-- SOURCE --

Puis les activités ont démarré. « Ce ne fut pas un long fleuve tranquille, on a essuyé les plâtres », lâche M. Pottier. Locaux trop petits, matériel pas forcément à la pointe de l’innovation, management parfois erratique… Certaines des personnes recrutées charriaient – et charrient toujours – du mal-être, des problèmes de santé, des addictions : pour elles, intégrer une équipe « ne va pas de soi », complète Mme Berger. Des tensions en interne ont éclaté : grève, licenciements. Et la CGT, à l’échelon départemental, n’a pas ménagé ses critiques : aujourd’hui encore, le syndicat trouve que chez Atipic les « garanties collectives » sont insuffisantes, tout comme l’évolution des rémunérations. Sans parler des salariés qui ne trouvent pas toujours « à s’occuper ».

L’atelier de couture de l’association Atipic dans la ville de Colombelles (Calvados) où a été mis en place un dispositif « Zéro chomeurs ».
L’atelier de couture de l’association Atipic dans la ville de Colombelles (Calvados) où a été mis en place un dispositif « Zéro chomeurs ». Florence Brochoire pour « Le Monde »

Personne, au sein de l’entreprise, ne cherche à minimiser les difficultés. Une employée a même ce mot déconcertant : « J’aime pas Atipic. » Elle pense qu’« il n’y a pas assez de cadres », que certains de ses collègues ont « des caractères qui sont très durs ». Mais ça ne l’empêche pas de décrire positivement son poste : transporter des habitants de la ville à leur rendez-vous. Ce sont souvent des « gens âgés » « Je ne fais pas que le taxi, je reste avec eux le temps de la visite, c’est partie prenante de l’accompagnement. J’aime ce que je fais. » Elle retrouve le « côté social »qui prévalait dans son ancien métier, auxiliaire de vie à domicile.

« Une ville désirable »

Fabrice Liziard, le 8 octobre à Colombelles, est agent polyvalent spécialisé dans les espaces verts. Il travaille chez Atipic pour toutes sortes de missions.

-- JEU DE DONNÉES --
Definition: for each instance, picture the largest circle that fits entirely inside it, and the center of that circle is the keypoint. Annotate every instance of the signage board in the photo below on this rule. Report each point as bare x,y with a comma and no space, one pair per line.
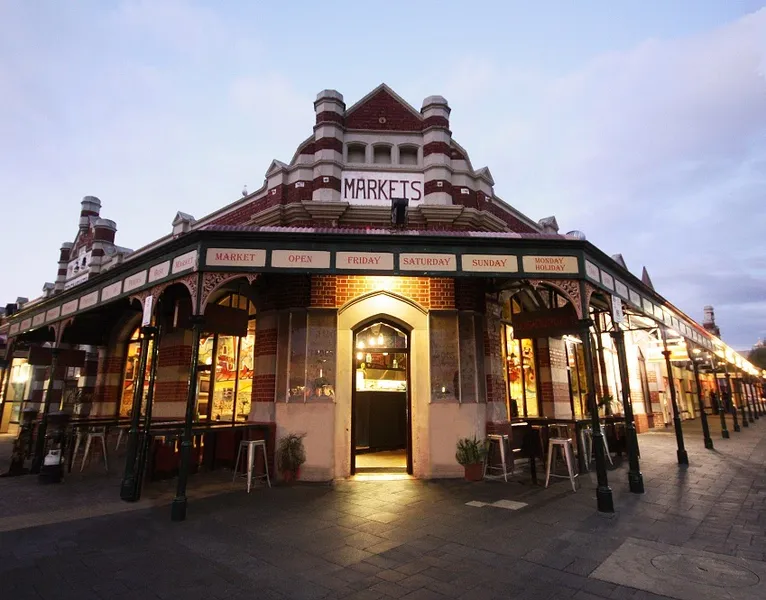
235,257
490,263
378,187
372,261
554,322
550,264
427,262
159,271
302,259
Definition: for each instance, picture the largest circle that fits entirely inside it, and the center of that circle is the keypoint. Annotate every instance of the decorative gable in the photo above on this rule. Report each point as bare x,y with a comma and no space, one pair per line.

-- EXERCICE --
Répondez aux questions ci-dessous en vous appuyant sur l'extrait consacré à l'association Atipic.
(a) Que la CGT juge-t-elle insuffisant chez Atipic ?
(b) Quel métier exerçait auparavant l'employée qui transporte des habitants de la ville à leurs rendez-vous ?
(c) Dans quel domaine l'agent polyvalent Fabrice Liziard est-il spécialisé ?
Le recours aux données n'est pas nécessaire ici.

-- CORRIGÉ --
(a) Les « garanties collectives » ainsi que l'évolution des rémunérations.
(b) Auxiliaire de vie à domicile.
(c) Les espaces verts.